■ **ACTIVITY**:
Nothing but the lines from the start of the entries below through the line containing "Target: mirror reflection of window" should appear in the answer, copied exactly and free of pictures.

----

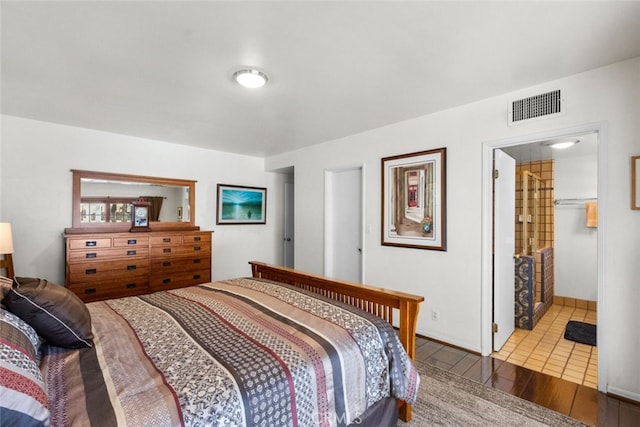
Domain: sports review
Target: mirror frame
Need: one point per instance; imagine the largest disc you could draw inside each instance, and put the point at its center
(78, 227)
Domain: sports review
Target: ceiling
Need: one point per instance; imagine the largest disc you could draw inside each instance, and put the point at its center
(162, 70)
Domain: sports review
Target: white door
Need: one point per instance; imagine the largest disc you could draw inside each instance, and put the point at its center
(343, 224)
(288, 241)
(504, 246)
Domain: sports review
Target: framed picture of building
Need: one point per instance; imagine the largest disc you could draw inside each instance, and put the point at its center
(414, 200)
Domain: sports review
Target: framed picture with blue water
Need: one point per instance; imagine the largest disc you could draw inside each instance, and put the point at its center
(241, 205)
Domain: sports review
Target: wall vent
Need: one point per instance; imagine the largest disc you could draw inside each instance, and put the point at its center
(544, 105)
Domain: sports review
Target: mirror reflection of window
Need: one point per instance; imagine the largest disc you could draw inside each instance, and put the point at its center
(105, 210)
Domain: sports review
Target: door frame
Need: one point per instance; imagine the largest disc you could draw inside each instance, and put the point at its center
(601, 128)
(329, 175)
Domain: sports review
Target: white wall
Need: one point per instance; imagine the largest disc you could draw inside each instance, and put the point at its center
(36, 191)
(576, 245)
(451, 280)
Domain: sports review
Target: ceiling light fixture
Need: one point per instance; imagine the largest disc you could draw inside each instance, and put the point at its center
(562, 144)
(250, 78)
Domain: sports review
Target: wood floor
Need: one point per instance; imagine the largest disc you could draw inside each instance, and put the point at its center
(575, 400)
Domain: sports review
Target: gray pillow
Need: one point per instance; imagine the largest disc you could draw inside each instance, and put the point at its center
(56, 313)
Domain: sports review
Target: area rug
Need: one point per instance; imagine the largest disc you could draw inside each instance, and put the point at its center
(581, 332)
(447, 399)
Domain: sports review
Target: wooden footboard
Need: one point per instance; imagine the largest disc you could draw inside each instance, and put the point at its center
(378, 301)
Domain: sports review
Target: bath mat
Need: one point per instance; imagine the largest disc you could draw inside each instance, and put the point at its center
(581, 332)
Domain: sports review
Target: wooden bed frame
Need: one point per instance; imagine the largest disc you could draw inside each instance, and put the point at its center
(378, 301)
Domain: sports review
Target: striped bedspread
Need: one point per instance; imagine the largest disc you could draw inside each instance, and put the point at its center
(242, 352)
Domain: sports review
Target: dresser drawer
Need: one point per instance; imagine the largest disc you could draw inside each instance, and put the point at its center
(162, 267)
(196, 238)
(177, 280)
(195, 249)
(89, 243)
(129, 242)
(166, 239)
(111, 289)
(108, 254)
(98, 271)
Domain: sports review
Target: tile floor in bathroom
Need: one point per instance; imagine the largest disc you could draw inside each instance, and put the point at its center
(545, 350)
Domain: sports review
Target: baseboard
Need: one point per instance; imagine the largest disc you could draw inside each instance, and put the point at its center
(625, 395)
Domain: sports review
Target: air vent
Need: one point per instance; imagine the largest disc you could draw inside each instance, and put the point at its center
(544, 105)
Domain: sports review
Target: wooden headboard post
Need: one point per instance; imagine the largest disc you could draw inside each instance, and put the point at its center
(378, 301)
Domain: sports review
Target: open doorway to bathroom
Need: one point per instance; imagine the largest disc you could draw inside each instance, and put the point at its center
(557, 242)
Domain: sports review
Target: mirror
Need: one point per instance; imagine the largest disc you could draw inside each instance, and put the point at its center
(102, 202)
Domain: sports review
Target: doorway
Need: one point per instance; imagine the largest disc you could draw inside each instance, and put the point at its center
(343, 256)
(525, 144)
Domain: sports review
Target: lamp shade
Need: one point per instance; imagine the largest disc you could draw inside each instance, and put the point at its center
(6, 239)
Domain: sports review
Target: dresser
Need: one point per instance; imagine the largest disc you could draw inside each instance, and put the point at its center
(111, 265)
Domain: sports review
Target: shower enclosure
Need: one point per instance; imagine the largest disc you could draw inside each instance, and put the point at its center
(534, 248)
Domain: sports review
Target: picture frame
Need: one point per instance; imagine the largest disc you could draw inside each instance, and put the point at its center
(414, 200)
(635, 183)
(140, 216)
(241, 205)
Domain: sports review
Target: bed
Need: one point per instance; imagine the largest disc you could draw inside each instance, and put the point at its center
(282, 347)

----

■ **WRITTEN SOLUTION**:
Domain: sports review
Target: mirror frame
Need: one point per instance; imagine the largest disc you could draw inside each instance, and put the point at its center
(78, 227)
Domain: sports review
Target: ceiling
Need: one point per instance; imagine the largest disc you could draw inside each instance, and put the point at its center
(162, 70)
Domain: sports review
Target: white door
Need: one point per instance; imagine the largest disc you could draw inside each instance, and put the point at its center
(343, 224)
(288, 241)
(504, 246)
Domain: sports review
Target: framed picture of building
Need: one point per instance; imagine the largest disc you could draw inside each instance, and put the point at its center
(414, 200)
Domain: sports review
Target: framed picture with blue water
Need: one point per instance; imagine the largest disc you could draw inside each instance, and put the point at its center
(241, 205)
Domain: sports review
Target: wall vent
Need: one point per instance; imagine the largest disc you could draw inside each instance, and put the point at its center
(544, 105)
Domain: sports review
Target: mirror reflection of window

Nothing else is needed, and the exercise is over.